**DATA SUPPLIED**
++++++++++++++++++++

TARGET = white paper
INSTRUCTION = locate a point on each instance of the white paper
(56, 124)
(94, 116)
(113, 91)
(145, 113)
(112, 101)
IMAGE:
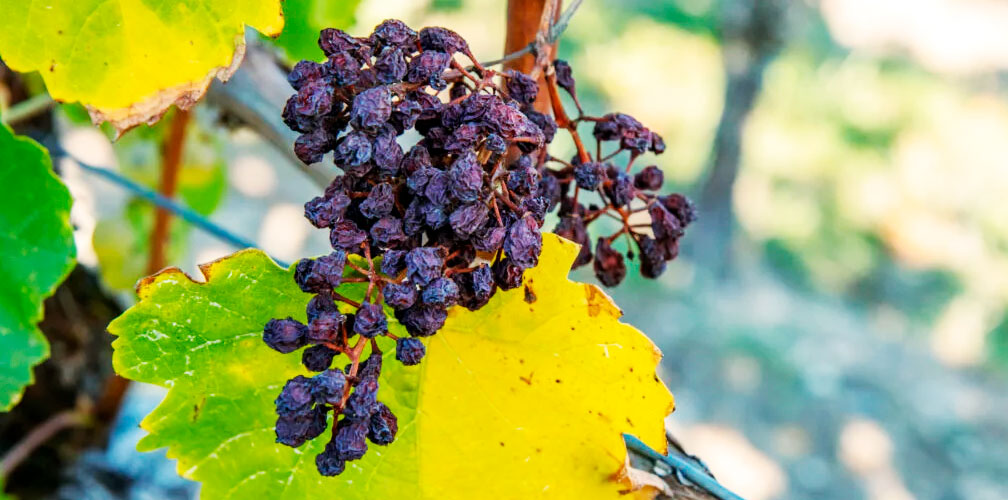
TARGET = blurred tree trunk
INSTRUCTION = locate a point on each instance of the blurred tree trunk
(751, 32)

++++++++++++++++++++

**PROBLEM DESCRIPTION**
Retype every record above exactly as written, but leave out the pictures.

**OUTPUT OF THE TASK**
TARGET = white paper
INSTRUCTION = locate a point on each instance of the white paper
(56, 124)
(94, 116)
(113, 91)
(145, 113)
(112, 101)
IMAGE:
TARGET = blurred tree trunk
INSTRUCTION = locate a point on each instance of the blurred tree trunk
(751, 32)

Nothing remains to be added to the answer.